## [WHAT IS BEING ASKED]
In the records below, one line contains "# locate white window". Print that line and every line after it exactly, down to the final one.

[GIVEN ENTRIES — start]

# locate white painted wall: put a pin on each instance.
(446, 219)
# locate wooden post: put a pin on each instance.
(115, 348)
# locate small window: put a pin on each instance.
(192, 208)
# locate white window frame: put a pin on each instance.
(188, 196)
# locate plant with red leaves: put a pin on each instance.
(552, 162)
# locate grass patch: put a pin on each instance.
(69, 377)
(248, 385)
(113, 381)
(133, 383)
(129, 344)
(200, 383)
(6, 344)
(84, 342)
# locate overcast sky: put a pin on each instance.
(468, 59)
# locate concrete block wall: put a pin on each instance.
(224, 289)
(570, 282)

[GIVEN ENTRIES — finish]

## [WRITTEN ANSWER]
# locate white window frame: put a pin on each instance.
(188, 196)
# locate plant with red leaves: put a pin on each instance.
(552, 162)
# locate grass patch: put a pin on each instance.
(69, 377)
(248, 385)
(113, 381)
(133, 383)
(129, 344)
(200, 383)
(6, 344)
(84, 342)
# locate overcast sky: put a pin on each instance.
(468, 59)
# locate concrete block wall: put a pin on each instance.
(224, 289)
(570, 282)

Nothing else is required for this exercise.